■ AVAILABLE RECORDS ■

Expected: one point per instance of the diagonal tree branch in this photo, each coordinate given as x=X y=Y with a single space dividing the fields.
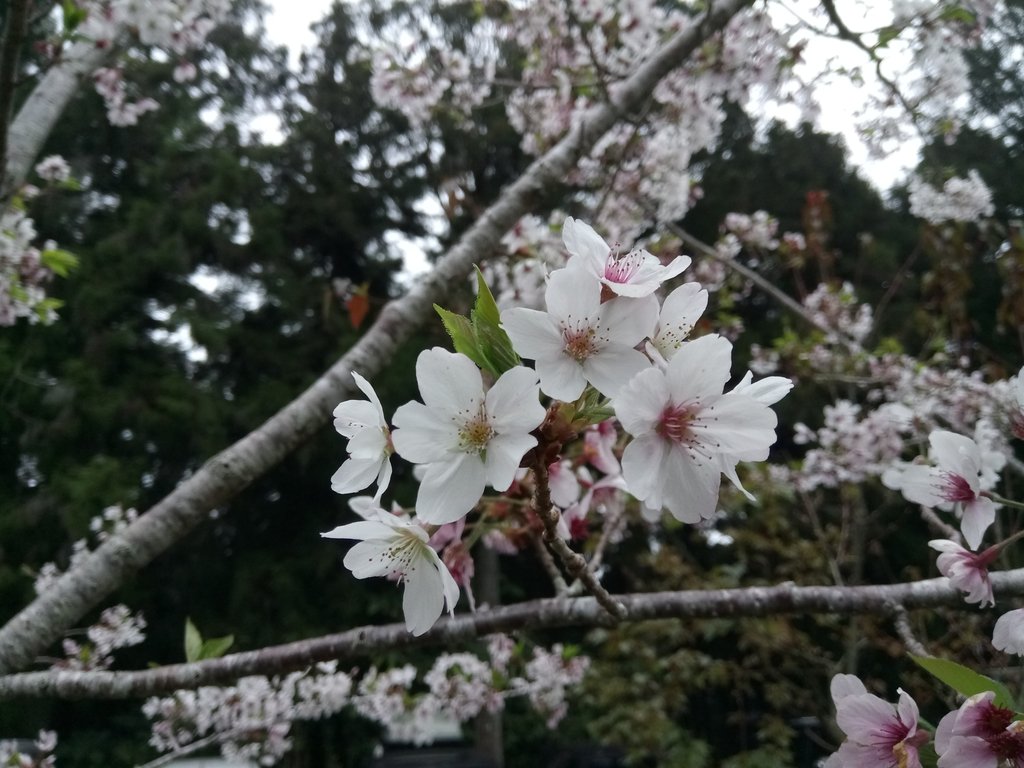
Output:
x=449 y=633
x=45 y=620
x=43 y=108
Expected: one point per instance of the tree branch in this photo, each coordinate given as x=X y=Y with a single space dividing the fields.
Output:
x=45 y=620
x=44 y=105
x=552 y=612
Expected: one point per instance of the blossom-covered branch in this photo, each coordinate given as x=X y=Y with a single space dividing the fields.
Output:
x=42 y=623
x=751 y=601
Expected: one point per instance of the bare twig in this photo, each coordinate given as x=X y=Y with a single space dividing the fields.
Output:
x=29 y=633
x=574 y=563
x=901 y=621
x=449 y=633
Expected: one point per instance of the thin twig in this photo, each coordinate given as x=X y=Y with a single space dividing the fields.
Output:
x=10 y=50
x=901 y=620
x=929 y=516
x=544 y=555
x=574 y=563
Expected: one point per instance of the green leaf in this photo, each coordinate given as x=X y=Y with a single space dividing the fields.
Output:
x=965 y=681
x=194 y=642
x=485 y=309
x=463 y=336
x=886 y=36
x=216 y=647
x=58 y=261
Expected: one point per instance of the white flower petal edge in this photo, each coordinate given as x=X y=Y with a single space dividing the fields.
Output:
x=636 y=274
x=370 y=454
x=687 y=432
x=580 y=339
x=388 y=546
x=466 y=438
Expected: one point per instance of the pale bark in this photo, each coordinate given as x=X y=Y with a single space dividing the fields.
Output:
x=43 y=108
x=45 y=620
x=358 y=643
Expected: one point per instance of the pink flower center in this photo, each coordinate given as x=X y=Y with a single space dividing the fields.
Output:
x=674 y=424
x=580 y=343
x=623 y=270
x=956 y=488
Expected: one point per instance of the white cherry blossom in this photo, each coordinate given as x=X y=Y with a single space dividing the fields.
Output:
x=369 y=443
x=680 y=311
x=389 y=547
x=686 y=430
x=466 y=437
x=636 y=274
x=580 y=339
x=953 y=483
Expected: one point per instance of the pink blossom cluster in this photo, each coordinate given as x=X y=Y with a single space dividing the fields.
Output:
x=23 y=275
x=40 y=756
x=960 y=200
x=603 y=335
x=175 y=26
x=252 y=719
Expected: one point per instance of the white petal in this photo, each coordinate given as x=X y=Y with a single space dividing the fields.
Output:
x=355 y=474
x=690 y=489
x=424 y=597
x=561 y=379
x=612 y=369
x=352 y=417
x=978 y=515
x=736 y=425
x=451 y=488
x=504 y=454
x=534 y=334
x=572 y=296
x=513 y=402
x=450 y=383
x=361 y=529
x=642 y=462
x=699 y=369
x=368 y=390
x=586 y=245
x=639 y=404
x=629 y=321
x=423 y=435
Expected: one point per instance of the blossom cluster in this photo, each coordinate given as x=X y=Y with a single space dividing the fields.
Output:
x=980 y=733
x=252 y=720
x=604 y=338
x=960 y=200
x=37 y=755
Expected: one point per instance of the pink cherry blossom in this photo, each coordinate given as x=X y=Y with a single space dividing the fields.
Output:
x=879 y=734
x=467 y=437
x=967 y=570
x=686 y=430
x=954 y=481
x=980 y=734
x=580 y=339
x=636 y=274
x=1008 y=635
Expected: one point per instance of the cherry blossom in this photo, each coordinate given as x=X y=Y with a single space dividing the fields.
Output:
x=980 y=734
x=879 y=734
x=1008 y=635
x=580 y=339
x=680 y=311
x=466 y=437
x=369 y=443
x=967 y=570
x=636 y=274
x=685 y=429
x=953 y=482
x=389 y=547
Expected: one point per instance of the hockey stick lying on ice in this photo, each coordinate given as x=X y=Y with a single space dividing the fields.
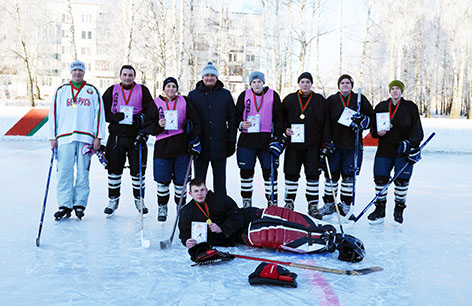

■ WHAT YOU ARE ASKED TO DO ■
Rewrite all of the records above so that "one point per instance" becomes "one point for each occurrence" everywhere it appears, and keep everything else unchanged. Leave the pictures out of your answer.

■ RESPONSE BELOW ■
Expected: one point for each occurrence of the diagonal tree branch in this photo, each coordinate given as x=X y=Y with a single space dividing the fields.
Output:
x=449 y=633
x=45 y=620
x=43 y=108
Expected: one point for each occurrence of the tree branch in this photo, each coordinate given as x=X y=Y with a single space dividing the fields.
Output:
x=45 y=620
x=44 y=105
x=552 y=612
Expected: one point for each occurrence of the blossom-covered branch in this photo, each coordinate given as x=X y=Y with a single space dividing the fields.
Output:
x=42 y=623
x=751 y=601
Expected: one point for each occurrence of the bare twig in this photo, each coordinate given as x=X y=Y with a single space dividing the fields.
Output:
x=29 y=633
x=574 y=563
x=901 y=621
x=449 y=633
Expected: one point for each occurrence of the thin twig in this photo, each coordinate given as x=X y=Y with a single space dividing the fields.
Output:
x=10 y=50
x=901 y=620
x=929 y=516
x=544 y=555
x=574 y=563
Expected: one point for each occurrence of the green leaf in this photo, each coordinate given as x=X y=Y with a single space dividing the fields.
Output:
x=965 y=681
x=194 y=642
x=485 y=309
x=463 y=336
x=886 y=36
x=216 y=647
x=58 y=261
Expected: one point for each occurrence of the white flower petal edge in this photo, each coordinate given as x=X y=Y with a single space dividing the fields.
Output:
x=636 y=274
x=370 y=454
x=687 y=432
x=580 y=339
x=388 y=546
x=466 y=438
Expected: one point for each occurrence of the pale bark in this photo, each coordinate given as x=X y=Y with a single space dividing the fields.
Output:
x=43 y=108
x=45 y=620
x=358 y=643
Expected: one point for each occurrence of the pink flower center in this photo, each coordinate given as x=X y=Y with a single space dividing the fields.
Output:
x=674 y=424
x=580 y=343
x=623 y=270
x=956 y=488
Expected: one point for each occurrence of the white cherry blossom in this photo, each coordinate given as x=X y=Y with a single space dividing the fields.
Output:
x=369 y=443
x=680 y=311
x=389 y=547
x=686 y=430
x=466 y=437
x=636 y=274
x=580 y=339
x=953 y=483
Expected: one point for each occurrence of the pink blossom cluster in this photo, each coordinate given as x=X y=Y with a single space dividing the fields.
Output:
x=23 y=275
x=40 y=756
x=960 y=200
x=603 y=335
x=175 y=26
x=252 y=719
Expected: one point for each occurrence of the white petal in this photo, each coordinate given as x=X y=Y with a single space dividing the fields.
Output:
x=355 y=474
x=690 y=489
x=424 y=597
x=561 y=379
x=612 y=369
x=352 y=417
x=978 y=515
x=736 y=425
x=451 y=488
x=504 y=454
x=534 y=334
x=572 y=296
x=513 y=402
x=450 y=383
x=361 y=529
x=642 y=462
x=699 y=369
x=368 y=390
x=586 y=245
x=639 y=404
x=629 y=321
x=423 y=435
Expected: one point for each occurrence of the blossom cluster in this photo, each coordinate given as x=X y=Y with a single space dividing the fields.
Output:
x=980 y=733
x=252 y=720
x=604 y=338
x=960 y=200
x=37 y=755
Expected: one point for each occurrence of the pink cherry blossom in this photo, each coordinate given as x=X y=Y with a single space dividing the fields.
Output:
x=879 y=734
x=467 y=437
x=967 y=570
x=686 y=430
x=954 y=481
x=980 y=734
x=580 y=339
x=636 y=274
x=1008 y=635
Expected: one point for each occurrence of the cherry blossom in this photo, each coordinate given as x=X y=Y with a single space dividing the fields.
Output:
x=980 y=734
x=879 y=734
x=1008 y=635
x=580 y=339
x=680 y=311
x=466 y=437
x=369 y=443
x=967 y=570
x=636 y=274
x=685 y=429
x=953 y=482
x=389 y=547
Expected: one point for each occurrence of the hockey stick lying on ice in this photo, each coordinate given as x=X y=Y with a single space dividing the fields.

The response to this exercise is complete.